(Source data)
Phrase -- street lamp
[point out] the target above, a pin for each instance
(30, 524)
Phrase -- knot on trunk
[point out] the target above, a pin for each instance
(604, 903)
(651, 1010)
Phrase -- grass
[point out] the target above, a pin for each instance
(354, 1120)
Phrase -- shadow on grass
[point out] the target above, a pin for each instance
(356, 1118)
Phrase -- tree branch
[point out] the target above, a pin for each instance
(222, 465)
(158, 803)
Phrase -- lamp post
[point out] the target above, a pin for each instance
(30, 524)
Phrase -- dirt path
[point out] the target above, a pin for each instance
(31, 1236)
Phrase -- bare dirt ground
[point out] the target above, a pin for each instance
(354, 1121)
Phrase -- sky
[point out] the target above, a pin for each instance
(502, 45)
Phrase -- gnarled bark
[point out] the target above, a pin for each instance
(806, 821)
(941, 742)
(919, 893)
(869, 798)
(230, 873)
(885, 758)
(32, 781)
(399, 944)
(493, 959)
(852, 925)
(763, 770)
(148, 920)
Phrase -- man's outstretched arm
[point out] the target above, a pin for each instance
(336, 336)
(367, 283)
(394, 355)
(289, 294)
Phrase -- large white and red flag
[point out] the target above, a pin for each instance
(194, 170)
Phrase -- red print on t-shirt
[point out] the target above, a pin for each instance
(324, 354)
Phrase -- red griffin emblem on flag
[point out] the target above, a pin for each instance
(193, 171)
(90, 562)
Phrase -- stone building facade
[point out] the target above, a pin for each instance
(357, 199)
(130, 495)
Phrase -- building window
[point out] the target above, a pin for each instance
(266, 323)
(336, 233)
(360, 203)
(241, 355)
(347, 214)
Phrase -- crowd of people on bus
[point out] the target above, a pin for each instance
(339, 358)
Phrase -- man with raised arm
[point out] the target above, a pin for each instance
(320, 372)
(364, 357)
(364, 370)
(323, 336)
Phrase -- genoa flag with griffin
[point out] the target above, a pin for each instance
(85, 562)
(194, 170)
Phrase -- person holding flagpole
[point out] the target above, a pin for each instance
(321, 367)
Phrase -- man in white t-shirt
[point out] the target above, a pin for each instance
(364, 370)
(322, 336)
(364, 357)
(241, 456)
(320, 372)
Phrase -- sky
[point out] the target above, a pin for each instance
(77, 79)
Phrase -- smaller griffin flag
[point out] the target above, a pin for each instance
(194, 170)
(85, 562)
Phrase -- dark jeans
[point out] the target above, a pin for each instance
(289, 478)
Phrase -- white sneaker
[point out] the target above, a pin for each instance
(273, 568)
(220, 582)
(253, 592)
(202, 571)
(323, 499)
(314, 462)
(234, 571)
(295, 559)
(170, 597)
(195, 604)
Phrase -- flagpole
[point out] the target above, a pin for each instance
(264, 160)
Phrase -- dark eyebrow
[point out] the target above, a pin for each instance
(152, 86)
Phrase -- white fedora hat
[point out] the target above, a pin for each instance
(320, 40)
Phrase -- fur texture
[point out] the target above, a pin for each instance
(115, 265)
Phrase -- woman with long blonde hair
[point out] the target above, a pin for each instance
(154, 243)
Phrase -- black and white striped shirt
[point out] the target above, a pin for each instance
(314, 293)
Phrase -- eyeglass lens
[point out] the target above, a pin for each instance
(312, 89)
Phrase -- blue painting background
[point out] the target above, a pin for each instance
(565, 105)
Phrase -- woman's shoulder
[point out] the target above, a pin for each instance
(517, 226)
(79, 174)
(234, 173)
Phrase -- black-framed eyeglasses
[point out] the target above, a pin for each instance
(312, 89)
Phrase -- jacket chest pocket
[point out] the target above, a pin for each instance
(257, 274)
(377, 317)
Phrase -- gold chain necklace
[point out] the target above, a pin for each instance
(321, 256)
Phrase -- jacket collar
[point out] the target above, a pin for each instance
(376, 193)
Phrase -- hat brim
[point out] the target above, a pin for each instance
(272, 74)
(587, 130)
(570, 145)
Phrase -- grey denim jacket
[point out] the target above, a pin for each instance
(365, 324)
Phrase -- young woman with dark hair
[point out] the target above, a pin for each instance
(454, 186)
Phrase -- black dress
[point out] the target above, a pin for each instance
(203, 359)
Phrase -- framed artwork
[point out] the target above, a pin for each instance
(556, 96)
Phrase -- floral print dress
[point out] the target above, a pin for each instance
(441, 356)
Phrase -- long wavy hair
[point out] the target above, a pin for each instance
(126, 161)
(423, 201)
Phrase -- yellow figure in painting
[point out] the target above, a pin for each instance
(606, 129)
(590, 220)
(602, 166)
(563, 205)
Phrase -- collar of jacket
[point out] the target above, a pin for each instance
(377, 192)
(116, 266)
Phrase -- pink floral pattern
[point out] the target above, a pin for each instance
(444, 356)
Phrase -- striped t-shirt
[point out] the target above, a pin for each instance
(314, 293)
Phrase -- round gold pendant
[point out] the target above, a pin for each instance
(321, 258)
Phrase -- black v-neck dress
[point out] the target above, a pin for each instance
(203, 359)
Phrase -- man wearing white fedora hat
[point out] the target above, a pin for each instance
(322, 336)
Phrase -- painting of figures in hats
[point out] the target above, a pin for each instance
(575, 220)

--

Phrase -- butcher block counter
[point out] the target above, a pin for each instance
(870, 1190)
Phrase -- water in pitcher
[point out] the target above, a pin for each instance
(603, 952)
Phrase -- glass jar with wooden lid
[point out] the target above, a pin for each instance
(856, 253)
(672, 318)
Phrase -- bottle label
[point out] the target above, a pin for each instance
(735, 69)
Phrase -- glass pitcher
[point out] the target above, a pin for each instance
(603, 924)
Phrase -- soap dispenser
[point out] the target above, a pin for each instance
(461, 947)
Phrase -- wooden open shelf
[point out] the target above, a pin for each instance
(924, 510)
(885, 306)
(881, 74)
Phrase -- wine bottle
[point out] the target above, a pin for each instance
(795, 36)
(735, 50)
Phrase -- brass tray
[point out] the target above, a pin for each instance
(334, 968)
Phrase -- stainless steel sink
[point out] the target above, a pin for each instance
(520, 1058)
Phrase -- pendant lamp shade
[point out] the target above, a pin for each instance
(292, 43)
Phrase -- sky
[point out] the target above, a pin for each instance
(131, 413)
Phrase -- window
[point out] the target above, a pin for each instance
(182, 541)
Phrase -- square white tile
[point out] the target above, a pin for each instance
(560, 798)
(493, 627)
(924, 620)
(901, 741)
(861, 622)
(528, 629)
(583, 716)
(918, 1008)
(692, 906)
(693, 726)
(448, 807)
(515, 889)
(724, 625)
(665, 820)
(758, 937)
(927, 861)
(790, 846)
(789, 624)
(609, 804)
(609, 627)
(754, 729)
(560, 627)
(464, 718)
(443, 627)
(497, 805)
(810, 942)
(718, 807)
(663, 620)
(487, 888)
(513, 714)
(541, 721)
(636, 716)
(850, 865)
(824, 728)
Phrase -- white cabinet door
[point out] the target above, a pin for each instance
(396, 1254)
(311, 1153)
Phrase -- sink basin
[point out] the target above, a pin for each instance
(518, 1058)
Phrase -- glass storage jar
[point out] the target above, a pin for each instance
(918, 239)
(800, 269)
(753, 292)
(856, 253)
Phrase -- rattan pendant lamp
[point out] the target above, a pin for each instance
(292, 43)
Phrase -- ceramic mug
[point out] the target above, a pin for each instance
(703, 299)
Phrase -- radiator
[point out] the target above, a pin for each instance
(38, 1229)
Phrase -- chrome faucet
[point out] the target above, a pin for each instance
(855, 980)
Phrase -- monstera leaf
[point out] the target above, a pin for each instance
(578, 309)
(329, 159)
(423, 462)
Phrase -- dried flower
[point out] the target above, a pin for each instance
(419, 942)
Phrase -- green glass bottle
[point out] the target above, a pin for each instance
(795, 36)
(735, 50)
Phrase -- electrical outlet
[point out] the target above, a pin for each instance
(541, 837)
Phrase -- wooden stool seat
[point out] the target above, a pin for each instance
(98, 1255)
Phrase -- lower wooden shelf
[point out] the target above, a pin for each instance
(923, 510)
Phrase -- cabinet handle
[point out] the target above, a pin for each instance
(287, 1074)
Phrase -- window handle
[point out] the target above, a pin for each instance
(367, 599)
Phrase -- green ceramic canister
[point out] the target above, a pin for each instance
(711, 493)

TASK DESCRIPTION — Go through the entries and copy every line with "sink".

OUTPUT FOR THIS TASK —
Phrase -- stainless steel sink
Phrase -- sink basin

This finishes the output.